• To do
Without changing anything, transcribe all of the entries.

────────

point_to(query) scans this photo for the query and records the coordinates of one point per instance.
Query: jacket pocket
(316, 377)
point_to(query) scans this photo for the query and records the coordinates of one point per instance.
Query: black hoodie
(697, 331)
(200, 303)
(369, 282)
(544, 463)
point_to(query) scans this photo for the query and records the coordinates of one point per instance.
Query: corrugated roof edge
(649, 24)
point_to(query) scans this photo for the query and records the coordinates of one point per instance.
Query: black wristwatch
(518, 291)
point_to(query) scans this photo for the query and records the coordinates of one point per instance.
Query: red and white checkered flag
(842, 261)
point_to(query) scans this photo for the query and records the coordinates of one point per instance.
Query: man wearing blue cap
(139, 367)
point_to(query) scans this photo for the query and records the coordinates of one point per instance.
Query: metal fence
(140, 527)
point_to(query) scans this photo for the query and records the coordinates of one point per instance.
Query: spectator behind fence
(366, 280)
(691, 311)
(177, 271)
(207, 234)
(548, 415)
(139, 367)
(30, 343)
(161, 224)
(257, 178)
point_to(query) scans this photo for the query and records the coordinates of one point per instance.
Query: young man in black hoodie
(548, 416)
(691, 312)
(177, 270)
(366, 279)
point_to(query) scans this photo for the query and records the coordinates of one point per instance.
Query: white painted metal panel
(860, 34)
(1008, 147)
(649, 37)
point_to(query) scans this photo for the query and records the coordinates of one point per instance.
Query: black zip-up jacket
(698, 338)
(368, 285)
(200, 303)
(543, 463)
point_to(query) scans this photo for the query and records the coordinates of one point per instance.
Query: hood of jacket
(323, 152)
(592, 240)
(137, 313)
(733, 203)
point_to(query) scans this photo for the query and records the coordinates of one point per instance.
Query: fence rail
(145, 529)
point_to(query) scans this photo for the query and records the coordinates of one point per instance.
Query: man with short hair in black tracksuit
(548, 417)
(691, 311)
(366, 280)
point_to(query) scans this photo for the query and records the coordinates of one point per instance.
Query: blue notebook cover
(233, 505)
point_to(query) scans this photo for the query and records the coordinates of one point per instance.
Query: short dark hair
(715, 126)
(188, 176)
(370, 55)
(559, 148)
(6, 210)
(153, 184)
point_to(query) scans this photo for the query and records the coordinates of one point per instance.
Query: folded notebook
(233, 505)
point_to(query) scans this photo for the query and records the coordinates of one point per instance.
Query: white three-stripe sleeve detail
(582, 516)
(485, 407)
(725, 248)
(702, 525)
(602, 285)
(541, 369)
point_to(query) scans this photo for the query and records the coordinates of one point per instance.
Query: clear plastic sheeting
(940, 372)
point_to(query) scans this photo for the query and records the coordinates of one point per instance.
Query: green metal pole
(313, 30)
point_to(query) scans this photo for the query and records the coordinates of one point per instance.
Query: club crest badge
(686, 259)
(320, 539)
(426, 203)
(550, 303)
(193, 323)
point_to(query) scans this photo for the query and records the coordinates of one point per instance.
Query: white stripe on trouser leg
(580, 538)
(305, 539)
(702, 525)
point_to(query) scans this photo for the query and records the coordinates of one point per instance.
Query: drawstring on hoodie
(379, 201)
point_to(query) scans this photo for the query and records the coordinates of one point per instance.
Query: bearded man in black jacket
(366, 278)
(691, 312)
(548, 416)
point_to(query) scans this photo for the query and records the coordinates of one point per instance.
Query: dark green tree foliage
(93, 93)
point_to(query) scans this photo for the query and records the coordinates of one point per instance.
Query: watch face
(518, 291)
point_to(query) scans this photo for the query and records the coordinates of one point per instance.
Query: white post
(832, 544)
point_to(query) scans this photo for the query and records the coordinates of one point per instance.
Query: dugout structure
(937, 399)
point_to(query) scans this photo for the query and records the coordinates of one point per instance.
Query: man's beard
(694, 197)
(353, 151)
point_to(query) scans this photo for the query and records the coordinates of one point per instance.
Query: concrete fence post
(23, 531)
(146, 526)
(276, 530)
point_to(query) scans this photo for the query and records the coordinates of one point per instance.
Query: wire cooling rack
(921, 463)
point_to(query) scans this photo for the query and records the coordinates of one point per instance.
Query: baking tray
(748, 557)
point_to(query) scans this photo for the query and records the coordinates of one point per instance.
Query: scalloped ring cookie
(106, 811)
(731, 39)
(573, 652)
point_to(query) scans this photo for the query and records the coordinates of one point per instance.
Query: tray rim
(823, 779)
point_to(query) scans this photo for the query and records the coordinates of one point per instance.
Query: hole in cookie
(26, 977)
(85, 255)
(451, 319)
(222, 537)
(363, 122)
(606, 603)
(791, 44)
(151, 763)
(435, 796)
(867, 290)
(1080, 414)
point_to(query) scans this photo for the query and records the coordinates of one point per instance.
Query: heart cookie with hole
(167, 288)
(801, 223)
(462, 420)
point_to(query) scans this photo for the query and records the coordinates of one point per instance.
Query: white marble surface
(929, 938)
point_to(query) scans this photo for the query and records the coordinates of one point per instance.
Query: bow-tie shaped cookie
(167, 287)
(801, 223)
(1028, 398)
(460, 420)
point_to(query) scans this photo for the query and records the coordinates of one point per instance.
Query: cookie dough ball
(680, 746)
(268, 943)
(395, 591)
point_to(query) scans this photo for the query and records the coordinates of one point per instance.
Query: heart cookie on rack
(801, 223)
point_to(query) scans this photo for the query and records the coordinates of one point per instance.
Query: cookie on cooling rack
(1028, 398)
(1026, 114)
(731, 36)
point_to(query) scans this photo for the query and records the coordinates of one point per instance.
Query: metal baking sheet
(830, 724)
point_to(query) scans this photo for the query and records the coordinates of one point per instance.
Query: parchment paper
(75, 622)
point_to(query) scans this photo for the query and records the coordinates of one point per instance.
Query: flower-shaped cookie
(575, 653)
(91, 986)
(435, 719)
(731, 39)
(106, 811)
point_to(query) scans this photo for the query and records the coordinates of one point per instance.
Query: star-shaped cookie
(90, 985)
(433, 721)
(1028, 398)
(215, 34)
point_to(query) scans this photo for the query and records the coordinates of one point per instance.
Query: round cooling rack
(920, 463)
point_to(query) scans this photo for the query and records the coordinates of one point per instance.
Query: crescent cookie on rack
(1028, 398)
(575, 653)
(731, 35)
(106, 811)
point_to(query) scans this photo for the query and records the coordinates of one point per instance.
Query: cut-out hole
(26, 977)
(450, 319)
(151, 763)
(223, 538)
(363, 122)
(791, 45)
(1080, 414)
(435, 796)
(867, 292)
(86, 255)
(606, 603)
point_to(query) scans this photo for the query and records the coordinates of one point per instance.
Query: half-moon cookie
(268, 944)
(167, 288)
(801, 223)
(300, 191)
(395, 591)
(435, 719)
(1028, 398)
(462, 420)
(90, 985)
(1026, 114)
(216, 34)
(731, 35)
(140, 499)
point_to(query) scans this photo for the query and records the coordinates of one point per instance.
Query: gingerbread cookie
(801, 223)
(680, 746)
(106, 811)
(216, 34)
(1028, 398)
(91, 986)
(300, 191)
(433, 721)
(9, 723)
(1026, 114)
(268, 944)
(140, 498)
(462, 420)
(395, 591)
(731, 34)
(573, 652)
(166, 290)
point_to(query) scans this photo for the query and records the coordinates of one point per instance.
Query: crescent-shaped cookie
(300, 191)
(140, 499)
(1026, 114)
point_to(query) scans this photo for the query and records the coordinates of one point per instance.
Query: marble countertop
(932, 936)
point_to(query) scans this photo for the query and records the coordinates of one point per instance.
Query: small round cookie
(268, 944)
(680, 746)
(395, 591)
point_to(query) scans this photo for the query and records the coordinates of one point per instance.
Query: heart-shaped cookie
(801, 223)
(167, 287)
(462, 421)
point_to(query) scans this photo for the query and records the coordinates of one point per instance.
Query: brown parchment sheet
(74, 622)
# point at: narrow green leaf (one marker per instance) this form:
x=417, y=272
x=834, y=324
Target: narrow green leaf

────────

• Response to the task
point_to(query) scans this photo for the query and records the coordinates of one point per instance.
Query: jacket pocket
(316, 377)
point_to(query) scans this photo for the query and records the coordinates of one point per instance.
Query: black hoodie
(697, 331)
(200, 303)
(369, 282)
(544, 463)
point_to(query) scans this photo for the query and records the coordinates of one point per instance.
Query: corrugated roof edge
(649, 24)
point_to(query) scans this photo for the query and records the coordinates of one point per instance.
Query: black wristwatch
(518, 291)
point_to(query) scans this photo for the query and records the coordinates of one point per instance.
Query: red and white checkered flag
(842, 261)
point_to(query) scans this photo for the query and records the coordinates of one point per instance.
Query: man wearing blue cap
(139, 367)
point_to(query) scans this photo for the query and records the coordinates of one point per instance.
Query: metal fence
(140, 527)
point_to(query) scans this photo for the query and records the coordinates of one point per instance.
Query: spectator behind fence
(366, 280)
(691, 311)
(177, 271)
(207, 234)
(548, 415)
(139, 367)
(30, 343)
(161, 224)
(257, 178)
point_to(query) scans this photo for the query and records the coordinates of one point per instance.
Query: young man in black hoodie
(548, 416)
(691, 312)
(177, 270)
(366, 279)
point_to(query) scans this photo for the query and records the coordinates of one point per instance.
Query: white painted metal panel
(860, 34)
(1008, 147)
(649, 37)
point_to(query) scans this photo for the query and records the coordinates of one point per instance.
Query: black zip-up jacket
(698, 338)
(368, 285)
(200, 303)
(543, 463)
point_to(query) scans this photo for the query and records the coordinates of one point per instance.
Query: hood of jacket
(323, 152)
(592, 240)
(137, 313)
(733, 203)
point_to(query) scans this photo for the query and records the coordinates of one point per instance.
Query: fence rail
(145, 529)
point_to(query) scans this photo for the query and records the coordinates of one point per instance.
Query: man with short hair in black tracksuit
(548, 417)
(691, 311)
(366, 280)
point_to(query) scans this photo for the query and records the coordinates of one point per instance.
Query: blue notebook cover
(233, 505)
point_to(query) scans this photo for the query and records the coordinates of one point per instance.
Query: short dark hair
(715, 126)
(188, 176)
(370, 55)
(559, 148)
(6, 210)
(153, 184)
point_to(query) scans this photo for the query and records the coordinates of one point per instance.
Query: folded notebook
(233, 505)
point_to(query) scans this photo for the query and records the coordinates of one point per instance.
Query: white three-stripe sleeve detail
(582, 516)
(485, 407)
(725, 248)
(702, 525)
(602, 285)
(541, 369)
point_to(query) scans this photo for the query and records the coordinates of one point per instance.
Query: clear plastic sheeting
(940, 372)
point_to(query) scans this photo for the query and records the coordinates of one point per instance.
Query: green metal pole
(313, 30)
point_to(query) scans this photo for the query and records the coordinates of one point per instance.
Query: club crest badge
(686, 259)
(320, 539)
(426, 203)
(550, 303)
(193, 323)
point_to(query) scans this photo for the query and records the coordinates of one point per instance.
Query: white stripe on trouser leg
(580, 538)
(305, 539)
(702, 525)
point_to(query) scans this photo for the query and records the coordinates of one point per instance.
Query: drawstring on hoodie
(379, 201)
point_to(query) scans this photo for the query and records the coordinates of one point per instance.
Query: bearded man in black jacket
(366, 278)
(691, 312)
(548, 416)
point_to(query) scans this photo for the query and records the coordinates of one point per instance.
Query: dark green tree foliage
(93, 93)
point_to(query) scans this photo for the query and records the coordinates of one point per instance.
Query: watch face
(518, 291)
point_to(query) scans this photo for the query and records the coordinates of one point per instance.
Query: white post
(832, 544)
point_to(query) scans this photo for the query and records the coordinates of one point per instance.
Query: dugout structure
(937, 399)
point_to(query) scans this photo for the query and records the coordinates of one point per instance.
Query: man's beard
(694, 197)
(353, 151)
point_to(query) scans this photo for the query and records the coordinates of one point per instance.
Query: concrete fence post
(23, 531)
(146, 526)
(276, 530)
point_to(query) scans this photo for the query and records the coordinates of one point per instance.
Query: wire cooling rack
(921, 463)
point_to(query) scans this photo for the query and records the coordinates of one point per instance.
Query: baking tray
(748, 557)
point_to(query) scans this photo for the query and records the coordinates of one point per instance.
Query: scalloped ring cookie
(106, 811)
(731, 39)
(573, 652)
point_to(query) scans this photo for the query and records the coordinates of one point per instance.
Query: tray rim
(823, 779)
point_to(query) scans this photo for the query and records the coordinates of one point per instance.
Query: hole in cookie
(26, 977)
(85, 255)
(451, 319)
(222, 537)
(363, 122)
(606, 603)
(791, 44)
(151, 763)
(435, 796)
(867, 290)
(1080, 414)
point_to(query) scans this photo for the query and records the coordinates of one point per instance.
Query: heart cookie with hole
(167, 288)
(801, 223)
(462, 420)
point_to(query) scans this photo for the query and records the coordinates of one point per instance.
Query: white marble surface
(929, 938)
point_to(query) scans this photo for the query and records the coordinates of one point per instance.
Query: bow-tie shaped cookie
(167, 287)
(801, 223)
(1028, 398)
(460, 420)
point_to(query) scans this photo for the query and records the coordinates of one point per instance.
Query: cookie dough ball
(680, 746)
(268, 943)
(395, 591)
point_to(query) scans this photo for the query and records the coordinates of one point per instance.
Query: heart cookie on rack
(801, 223)
point_to(query) scans this photo for the query and records the coordinates of one point per instance.
Query: cookie on cooling rack
(1028, 398)
(1026, 114)
(731, 36)
point_to(query) scans this photo for the query and records the coordinates of one point per instance.
Query: metal baking sheet
(830, 724)
point_to(query) scans this photo for the query and records the coordinates of one point per instance.
Query: parchment paper
(75, 622)
point_to(query) scans this photo for the query and records the coordinates of one point per instance.
Query: flower-shaped cookie
(575, 653)
(91, 986)
(435, 719)
(731, 39)
(106, 811)
point_to(query) scans this photo for the query and records the coordinates of one point per instance.
Query: star-shaped cookie
(90, 985)
(433, 721)
(1028, 398)
(215, 34)
point_to(query) scans this photo for the query and records the coordinates of one point per instance.
Query: round cooling rack
(920, 463)
point_to(query) scans this photo for the query and records the coordinates of one point per instance.
Query: crescent cookie on rack
(1028, 398)
(575, 653)
(731, 35)
(106, 811)
point_to(query) scans this photo for the query and records the coordinates of one point per instance.
Query: cut-out hole
(26, 977)
(450, 319)
(151, 763)
(223, 538)
(363, 122)
(791, 45)
(1080, 414)
(435, 796)
(867, 292)
(86, 255)
(606, 603)
point_to(query) scans this photo for the query and records the coordinates of one point per instance.
Query: half-moon cookie
(268, 944)
(167, 288)
(801, 223)
(300, 191)
(395, 591)
(435, 719)
(1028, 398)
(462, 420)
(90, 985)
(1026, 114)
(216, 34)
(731, 35)
(140, 499)
point_to(query) scans this photo for the query and records the coordinates of one point per instance.
Query: gingerbread cookie
(801, 223)
(680, 746)
(106, 811)
(216, 34)
(1028, 398)
(91, 986)
(300, 191)
(433, 721)
(9, 723)
(1026, 114)
(268, 944)
(140, 498)
(462, 420)
(395, 591)
(731, 34)
(573, 652)
(166, 290)
point_to(query) scans this photo for the query and records the coordinates of one point per instance.
Query: crescent-shaped cookie
(300, 191)
(140, 499)
(1026, 114)
point_to(query) scans this photo for the query and records the coordinates of one point per instance.
Query: marble countertop
(932, 936)
point_to(query) scans this photo for the query and records the coordinates of one point per instance.
Query: small round cookie
(268, 944)
(680, 746)
(395, 591)
point_to(query) scans this photo for the query and records the coordinates of one point per instance.
Query: heart-shaped cookie
(801, 223)
(167, 287)
(462, 421)
point_to(query) scans this photo for the query and records the coordinates of one point per instance.
Query: brown parchment sheet
(74, 622)
# point at: narrow green leaf (one marker per instance) this form:
x=417, y=272
x=834, y=324
Target: narrow green leaf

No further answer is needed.